--- Start of Extracted text ---

Ecosyste.ms: Awesome

An open API service indexing awesome lists of open source software.

Awesome Lists | Featured Topics | Projects

https://github.com/liyuanlucasliu/ld-net

Efficient Contextualized Representation: Language Model Pruning for Sequence Labeling
https://github.com/liyuanlucasliu/ld-net

contextualized-representation language-model model-compression named-entity-recognition ner pytorch sequence-labeling

Last synced: 3 months ago
JSON representation

Efficient Contextualized Representation: Language Model Pruning for Sequence Labeling

Awesome Lists containing this project

README

        

# LD-Net

[![Documentation Status](https://readthedocs.org/projects/ld-net/badge/?version=latest)](http://ld-net.readthedocs.io/en/latest/?badge=latest)
[![License](https://img.shields.io/badge/License-Apache%202.0-blue.svg)](https://opensource.org/licenses/Apache-2.0)

**Check Our New NER ToolkitπŸš€πŸš€πŸš€**
- **Inference**:
- **[LightNER](https://github.com/LiyuanLucasLiu/LightNER)**: inference w. models pre-trained / trained w. *any* following tools, *efficiently*.

--- End of Extracted text ---
--- Start of Given information ---

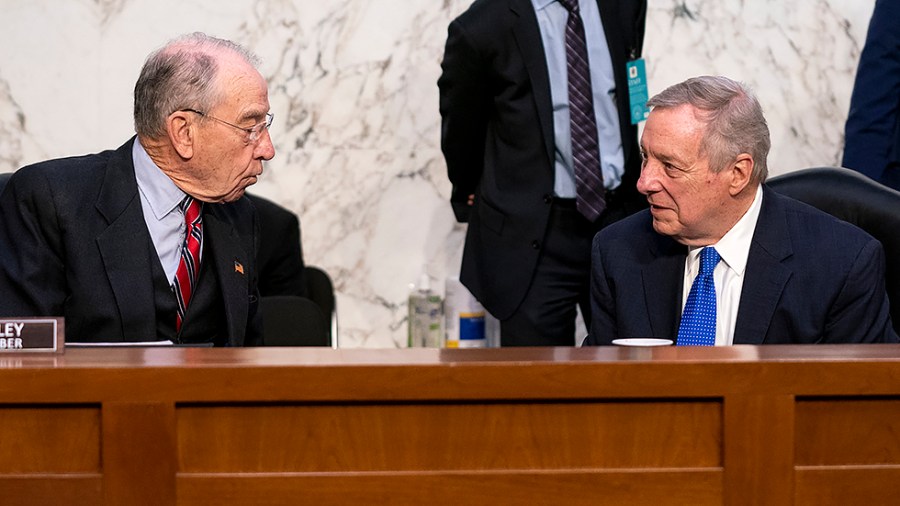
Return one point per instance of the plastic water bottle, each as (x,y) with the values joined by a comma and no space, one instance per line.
(426,316)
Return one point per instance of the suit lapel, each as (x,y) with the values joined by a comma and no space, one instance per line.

--- End of Given information ---

● **Direction**
Resume the LD-Net page right after its last line. The listing is separate material from the LD-Net page.

● **Answer to this task**
- **Training**:
- **[LD-Net](https://github.com/LiyuanLucasLiu/LD-Net)**: train NER models w. efficient contextualized representations.
- **[VanillaNER](https://github.com/LiyuanLucasLiu/Vanilla_NER)**: train vanilla NER models w. pre-trained embedding.
- **Distant Training**:
- **[AutoNER](https://shangjingbo1226.github.io/AutoNER/)**: train NER models w.o. line-by-line annotations and get competitive performance.

--------------------------------

LD-Net provides sequence labeling models featuring:
- **Efficiency**: constructing *efficient contextualized representations* without retraining language models.
- **Portability**: *well-organized*, *easy-to-modify* and *[well-documented](http://lm-lstm-crf.readthedocs.io/en/latest/)*.

Remarkablely, our pre-trained NER model achieved:
- **92.08** test F1 on the CoNLL03 NER task.
- **160K words/sec** decoding speed (**6X** speedup compared to its original model).

Details about LD-Net can be accessed at: https://arxiv.org/abs/1804.07827.

- [Model notes](#model-notes)
- [Benchmarks](#benchmarks)
- [Pretrained model](#pretrained-model)
- [Language models](#language-models)
- [Named Entity Recognition](#named-entity-recognition)
- [Chunking](#chunking)
- [Training](#model-training)
- [Dependency](#dependency)
- [Data](#data)
- [Model](#model)
- [Command](#command)
- [Inference](#inference)
- [Citation](#citation)

## Model Notes

![LD-Net Framework](docs/model_note.png)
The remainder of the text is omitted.